* _SUPPLIED RECORDS_
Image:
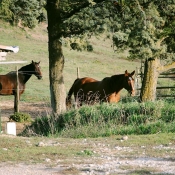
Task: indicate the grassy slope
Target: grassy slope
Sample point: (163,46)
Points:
(33,45)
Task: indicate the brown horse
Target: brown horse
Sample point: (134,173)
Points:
(8,82)
(88,90)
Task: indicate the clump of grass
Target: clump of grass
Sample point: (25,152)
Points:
(20,117)
(109,119)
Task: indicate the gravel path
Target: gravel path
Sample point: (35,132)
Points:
(108,166)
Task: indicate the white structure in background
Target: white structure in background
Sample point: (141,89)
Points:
(5,49)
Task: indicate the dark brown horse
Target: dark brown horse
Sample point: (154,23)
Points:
(8,82)
(88,90)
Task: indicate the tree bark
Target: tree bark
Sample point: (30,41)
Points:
(56,58)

* _EXERCISE REQUIREMENTS_
Where a line of the listing holds the string "Sample", copy that line.

* _TASK SOLUTION_
Sample point: (163,46)
Sample point: (134,173)
Sample point: (25,152)
Sample point: (35,132)
Sample point: (141,89)
Sample point: (154,23)
Sample point: (30,41)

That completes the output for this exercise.